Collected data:

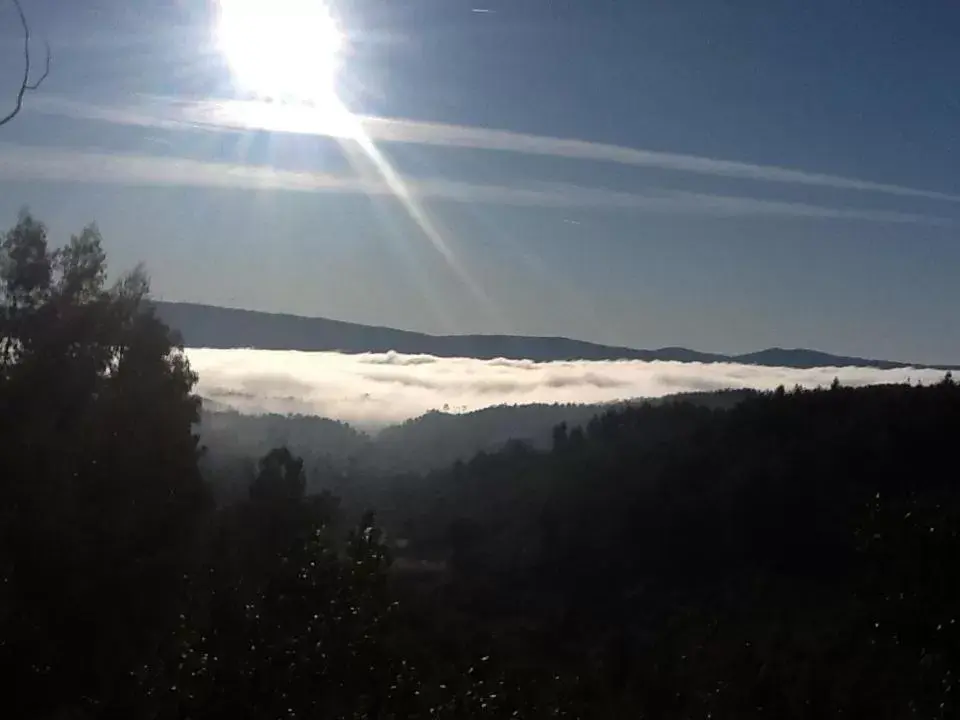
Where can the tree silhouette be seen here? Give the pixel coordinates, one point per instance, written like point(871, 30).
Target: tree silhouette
point(25, 84)
point(100, 492)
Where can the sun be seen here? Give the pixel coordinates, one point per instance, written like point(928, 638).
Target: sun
point(287, 50)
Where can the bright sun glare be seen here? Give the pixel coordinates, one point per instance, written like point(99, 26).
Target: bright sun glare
point(286, 50)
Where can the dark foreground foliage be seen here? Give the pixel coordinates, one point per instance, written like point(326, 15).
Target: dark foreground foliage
point(794, 556)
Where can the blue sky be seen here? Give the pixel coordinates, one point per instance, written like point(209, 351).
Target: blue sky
point(515, 231)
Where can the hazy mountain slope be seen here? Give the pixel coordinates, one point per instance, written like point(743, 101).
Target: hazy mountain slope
point(217, 327)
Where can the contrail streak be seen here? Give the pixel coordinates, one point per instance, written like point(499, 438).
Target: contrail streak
point(171, 113)
point(19, 162)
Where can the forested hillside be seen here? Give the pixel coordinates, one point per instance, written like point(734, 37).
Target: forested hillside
point(791, 555)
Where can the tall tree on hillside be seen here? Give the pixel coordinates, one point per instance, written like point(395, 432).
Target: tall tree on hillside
point(99, 483)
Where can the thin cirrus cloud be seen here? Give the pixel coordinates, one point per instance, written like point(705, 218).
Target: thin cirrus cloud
point(19, 162)
point(172, 113)
point(375, 390)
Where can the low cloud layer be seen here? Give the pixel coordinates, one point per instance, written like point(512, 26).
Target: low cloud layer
point(373, 390)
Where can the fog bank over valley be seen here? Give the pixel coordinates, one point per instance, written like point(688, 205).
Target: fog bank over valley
point(374, 390)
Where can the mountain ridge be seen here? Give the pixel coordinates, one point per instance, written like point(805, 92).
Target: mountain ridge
point(211, 326)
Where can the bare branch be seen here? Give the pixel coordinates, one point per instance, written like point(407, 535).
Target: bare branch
point(25, 84)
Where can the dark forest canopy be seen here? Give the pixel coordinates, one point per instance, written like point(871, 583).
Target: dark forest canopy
point(793, 555)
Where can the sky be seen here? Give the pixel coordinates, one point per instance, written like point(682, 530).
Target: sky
point(721, 176)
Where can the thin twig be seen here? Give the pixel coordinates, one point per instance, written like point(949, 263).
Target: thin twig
point(25, 84)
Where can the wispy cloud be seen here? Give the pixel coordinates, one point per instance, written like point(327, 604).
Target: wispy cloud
point(18, 163)
point(172, 113)
point(376, 390)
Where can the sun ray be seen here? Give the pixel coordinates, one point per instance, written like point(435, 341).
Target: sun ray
point(289, 51)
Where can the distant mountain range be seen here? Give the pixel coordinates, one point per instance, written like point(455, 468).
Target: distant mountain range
point(216, 327)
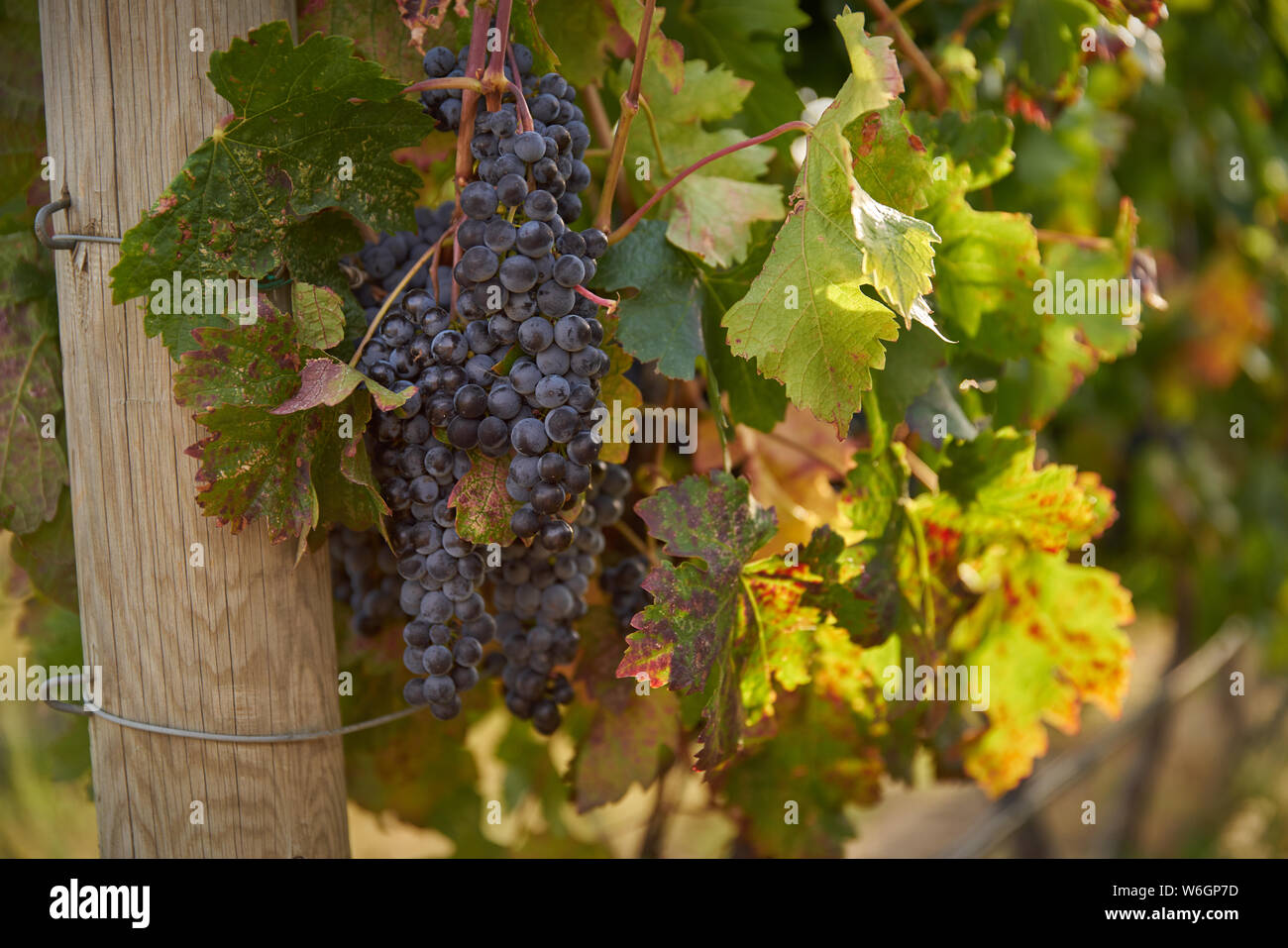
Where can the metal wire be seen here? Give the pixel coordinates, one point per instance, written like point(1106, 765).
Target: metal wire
point(90, 710)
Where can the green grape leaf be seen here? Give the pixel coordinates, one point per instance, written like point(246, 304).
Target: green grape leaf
point(711, 211)
point(33, 460)
point(48, 556)
point(619, 395)
point(232, 206)
point(910, 371)
point(326, 380)
point(375, 29)
point(665, 55)
point(747, 39)
point(630, 733)
point(291, 469)
point(483, 506)
point(347, 488)
point(712, 217)
point(318, 314)
point(992, 492)
point(988, 265)
point(890, 162)
point(1044, 659)
point(806, 318)
point(578, 35)
point(1048, 35)
point(898, 260)
point(259, 466)
point(782, 644)
point(664, 321)
point(975, 149)
point(755, 399)
point(690, 635)
point(313, 249)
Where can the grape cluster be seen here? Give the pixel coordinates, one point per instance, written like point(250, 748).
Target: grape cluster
point(555, 168)
point(365, 575)
point(389, 260)
point(441, 572)
point(541, 594)
point(621, 581)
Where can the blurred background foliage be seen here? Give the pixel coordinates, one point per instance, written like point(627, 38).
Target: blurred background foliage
point(1186, 119)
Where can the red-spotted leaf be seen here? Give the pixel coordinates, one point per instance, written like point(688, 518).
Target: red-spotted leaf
point(618, 395)
point(329, 381)
point(259, 466)
point(257, 365)
point(992, 492)
point(699, 616)
point(296, 111)
point(630, 733)
point(483, 506)
point(33, 462)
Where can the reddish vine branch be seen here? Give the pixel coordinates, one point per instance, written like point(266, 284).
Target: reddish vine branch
point(630, 107)
point(629, 224)
point(494, 75)
point(393, 294)
point(906, 44)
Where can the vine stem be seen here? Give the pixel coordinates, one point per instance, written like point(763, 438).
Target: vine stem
point(629, 224)
point(634, 540)
point(494, 75)
point(652, 132)
point(927, 596)
point(446, 82)
point(630, 107)
point(973, 16)
point(938, 88)
point(471, 98)
point(393, 294)
point(592, 298)
point(807, 453)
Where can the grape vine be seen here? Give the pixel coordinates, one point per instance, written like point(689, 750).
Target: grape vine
point(653, 402)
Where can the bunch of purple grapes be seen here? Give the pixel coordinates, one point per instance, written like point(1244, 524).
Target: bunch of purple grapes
point(509, 369)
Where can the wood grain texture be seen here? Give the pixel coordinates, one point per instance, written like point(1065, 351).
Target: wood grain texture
point(245, 643)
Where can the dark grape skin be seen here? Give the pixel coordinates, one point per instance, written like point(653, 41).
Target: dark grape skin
point(478, 200)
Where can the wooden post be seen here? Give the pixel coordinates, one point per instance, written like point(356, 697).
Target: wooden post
point(244, 643)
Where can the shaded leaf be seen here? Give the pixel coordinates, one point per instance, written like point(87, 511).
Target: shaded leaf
point(33, 468)
point(483, 506)
point(664, 321)
point(48, 556)
point(1044, 659)
point(318, 314)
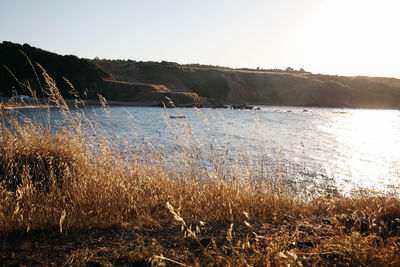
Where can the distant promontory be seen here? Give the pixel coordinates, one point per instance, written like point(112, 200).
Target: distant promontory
point(153, 83)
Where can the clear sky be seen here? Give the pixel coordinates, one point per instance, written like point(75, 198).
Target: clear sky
point(344, 37)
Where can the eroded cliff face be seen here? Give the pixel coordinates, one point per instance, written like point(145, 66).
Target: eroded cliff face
point(239, 91)
point(223, 85)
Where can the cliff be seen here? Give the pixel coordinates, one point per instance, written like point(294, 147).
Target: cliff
point(270, 87)
point(20, 62)
point(150, 83)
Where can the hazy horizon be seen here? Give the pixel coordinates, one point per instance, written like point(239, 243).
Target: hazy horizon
point(339, 38)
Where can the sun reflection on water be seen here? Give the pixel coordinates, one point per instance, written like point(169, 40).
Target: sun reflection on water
point(371, 146)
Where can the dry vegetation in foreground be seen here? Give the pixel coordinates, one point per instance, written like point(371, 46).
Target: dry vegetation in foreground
point(73, 202)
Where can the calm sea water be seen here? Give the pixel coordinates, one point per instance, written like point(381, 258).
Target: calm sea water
point(350, 148)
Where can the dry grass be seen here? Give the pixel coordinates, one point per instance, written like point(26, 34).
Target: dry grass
point(57, 187)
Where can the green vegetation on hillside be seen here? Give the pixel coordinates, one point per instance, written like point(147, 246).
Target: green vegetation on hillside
point(151, 83)
point(19, 69)
point(271, 87)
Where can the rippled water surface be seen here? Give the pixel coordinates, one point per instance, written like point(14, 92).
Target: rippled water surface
point(351, 147)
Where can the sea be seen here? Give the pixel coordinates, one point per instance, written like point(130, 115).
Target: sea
point(343, 149)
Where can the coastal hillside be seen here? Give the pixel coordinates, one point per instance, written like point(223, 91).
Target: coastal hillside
point(151, 83)
point(269, 87)
point(22, 66)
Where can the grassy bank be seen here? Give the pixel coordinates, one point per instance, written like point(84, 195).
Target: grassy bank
point(68, 199)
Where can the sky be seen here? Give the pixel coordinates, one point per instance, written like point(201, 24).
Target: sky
point(340, 37)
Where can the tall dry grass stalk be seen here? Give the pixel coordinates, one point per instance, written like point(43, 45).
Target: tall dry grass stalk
point(66, 181)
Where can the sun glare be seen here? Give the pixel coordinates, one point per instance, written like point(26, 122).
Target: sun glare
point(371, 140)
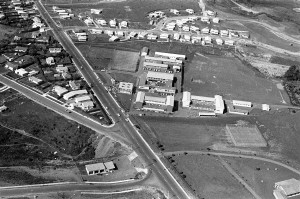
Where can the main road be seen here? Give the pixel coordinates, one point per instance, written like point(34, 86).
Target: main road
point(141, 146)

▶ WHAT YOU ARE ASKED TO DO: Beginning at the line with "Target: sun glare", reproduce each line exactly through the last line of the records above, with pictures left out.

▶ REPLY TO THE TASK:
Target: sun glare
point(371, 140)
Where can the main road be seen here? Give the pixel coordinates, one point per instance, written like point(34, 86).
Target: main road
point(141, 146)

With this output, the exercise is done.